Your instructions:
Reproduce the stretch from the line containing "target | blurred green leaf" through the end of the rows, both ends included and requests kept, with every point coordinate multiplied by 2.2 and rounded to a whole number, halves going up. Give only those lines, and leave the pictures out.

Provided material:
>>>
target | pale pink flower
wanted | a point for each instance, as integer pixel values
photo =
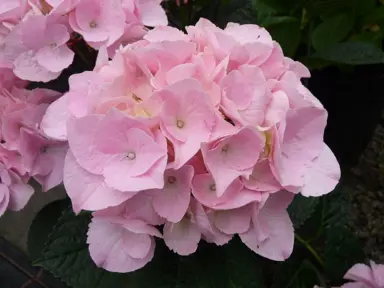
(183, 237)
(100, 22)
(271, 232)
(210, 133)
(36, 49)
(187, 119)
(14, 191)
(235, 196)
(299, 155)
(24, 151)
(232, 157)
(9, 80)
(172, 201)
(121, 239)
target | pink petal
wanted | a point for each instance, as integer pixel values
(116, 249)
(233, 221)
(262, 179)
(206, 225)
(4, 198)
(323, 174)
(232, 157)
(88, 191)
(165, 33)
(152, 14)
(271, 234)
(19, 195)
(182, 237)
(234, 197)
(55, 59)
(55, 177)
(301, 143)
(81, 139)
(172, 201)
(54, 123)
(140, 207)
(27, 67)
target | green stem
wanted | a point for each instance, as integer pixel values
(81, 55)
(310, 249)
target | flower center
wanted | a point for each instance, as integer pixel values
(44, 149)
(171, 179)
(131, 156)
(268, 144)
(225, 148)
(136, 98)
(92, 24)
(180, 124)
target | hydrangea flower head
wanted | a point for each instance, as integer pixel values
(210, 133)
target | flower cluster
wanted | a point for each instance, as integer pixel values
(34, 34)
(207, 134)
(365, 276)
(24, 150)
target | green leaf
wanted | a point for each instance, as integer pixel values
(286, 31)
(364, 7)
(43, 225)
(352, 53)
(276, 5)
(375, 17)
(302, 209)
(66, 256)
(342, 250)
(296, 272)
(369, 36)
(331, 31)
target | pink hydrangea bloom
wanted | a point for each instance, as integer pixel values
(364, 276)
(36, 48)
(211, 130)
(25, 151)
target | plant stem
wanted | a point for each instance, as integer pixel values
(310, 249)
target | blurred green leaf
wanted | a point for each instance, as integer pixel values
(352, 53)
(331, 31)
(375, 17)
(296, 272)
(42, 225)
(286, 31)
(302, 209)
(274, 5)
(363, 7)
(369, 36)
(342, 251)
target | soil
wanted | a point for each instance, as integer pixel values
(367, 188)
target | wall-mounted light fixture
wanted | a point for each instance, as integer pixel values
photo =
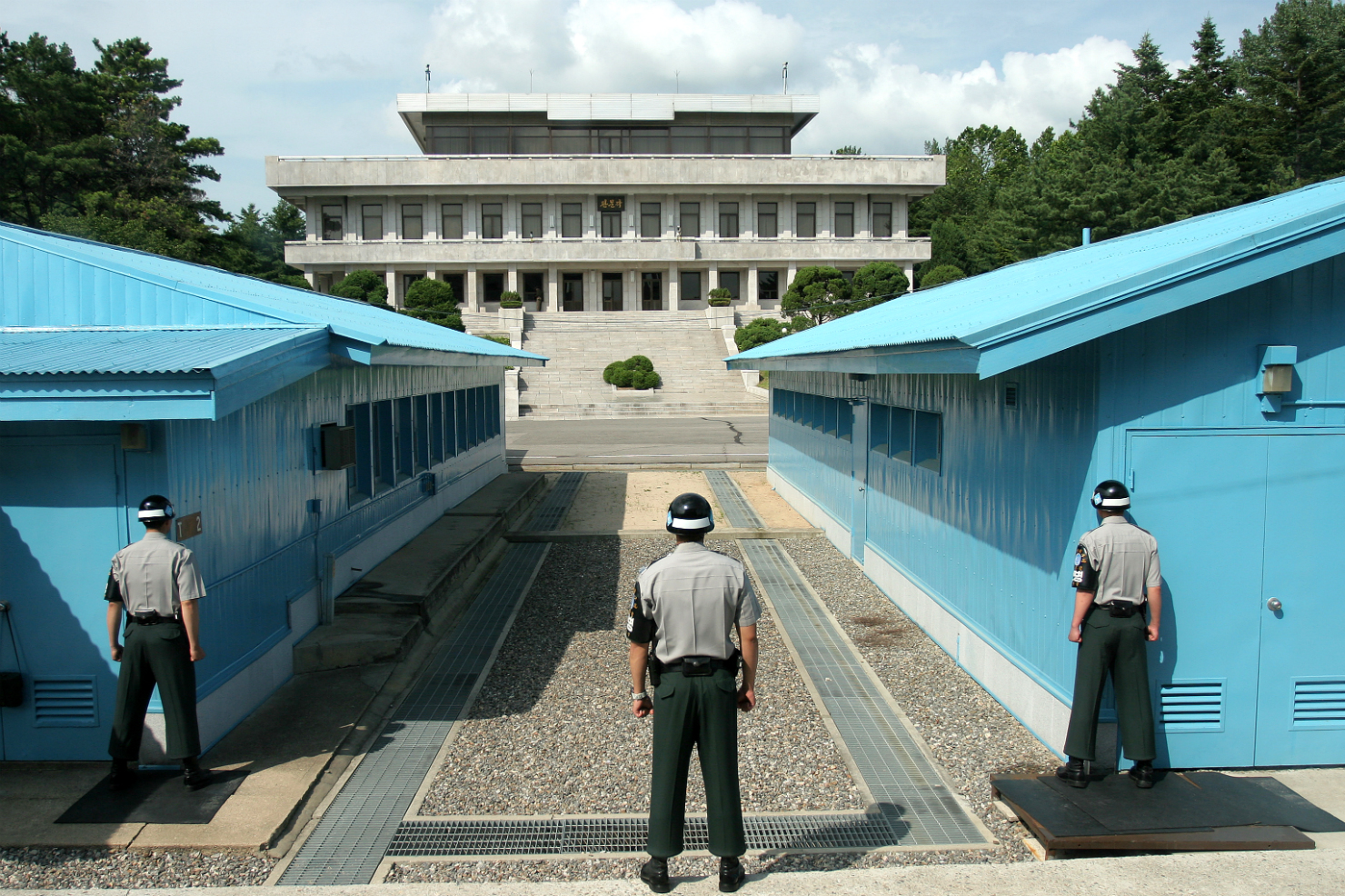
<<<
Solution below:
target | blurred green leaf
wanted | a point for each instance, as integer pixel values
(774, 117)
(728, 68)
(825, 37)
(651, 598)
(92, 495)
(629, 68)
(664, 460)
(603, 11)
(799, 15)
(812, 79)
(752, 552)
target | soil
wanted | a point for each instance, as integer pixel values
(807, 414)
target | wall-mounted light fixture
wanted | a point for each instance, as integer pixel values
photo =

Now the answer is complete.